→ Task details: Repeat the listing in full, word for word.

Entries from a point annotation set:
================================
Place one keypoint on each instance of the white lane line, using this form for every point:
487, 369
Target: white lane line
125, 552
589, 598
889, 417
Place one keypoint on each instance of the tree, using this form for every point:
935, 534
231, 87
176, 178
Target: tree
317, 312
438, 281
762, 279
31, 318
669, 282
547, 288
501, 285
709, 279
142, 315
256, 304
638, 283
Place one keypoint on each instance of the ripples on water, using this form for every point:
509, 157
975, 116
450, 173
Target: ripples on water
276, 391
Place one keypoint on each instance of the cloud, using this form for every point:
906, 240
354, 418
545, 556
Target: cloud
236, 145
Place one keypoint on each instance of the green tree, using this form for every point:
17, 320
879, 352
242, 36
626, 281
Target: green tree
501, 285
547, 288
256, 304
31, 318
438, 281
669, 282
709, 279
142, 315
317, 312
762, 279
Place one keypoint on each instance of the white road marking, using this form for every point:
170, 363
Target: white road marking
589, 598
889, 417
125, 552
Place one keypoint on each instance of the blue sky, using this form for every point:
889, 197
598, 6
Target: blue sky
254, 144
================================
→ Output:
Place one keypoint on each instance of the white lane line, using this form for every point:
487, 369
Target: white lane line
125, 552
589, 598
889, 417
Place one keypoint on each instance of the tree, using this form for every point:
935, 534
231, 87
176, 178
Target: tree
317, 312
438, 281
762, 279
31, 318
669, 282
547, 288
501, 285
709, 279
142, 315
256, 304
638, 283
Place one keypoint on each instance of the ripples on water, using this form for every point:
509, 157
975, 116
450, 173
Target: ripples on water
276, 391
Place one keypoint on each instance of the cloud, using this form for every point:
906, 240
354, 418
545, 556
Target: cloud
236, 145
Place one keypoint on each instance of the green tree, using this form for every point:
17, 320
879, 352
242, 36
626, 281
Target: green tree
501, 285
547, 288
256, 304
31, 318
438, 281
669, 282
709, 279
142, 315
317, 312
762, 279
Place one keypoint on each instance of the white road marking, using this form for every point:
170, 363
Target: white road marking
589, 598
889, 417
125, 552
Place one keypoint on each instance of the blue sky, using this form for every point:
889, 197
598, 6
Target: blue sky
254, 144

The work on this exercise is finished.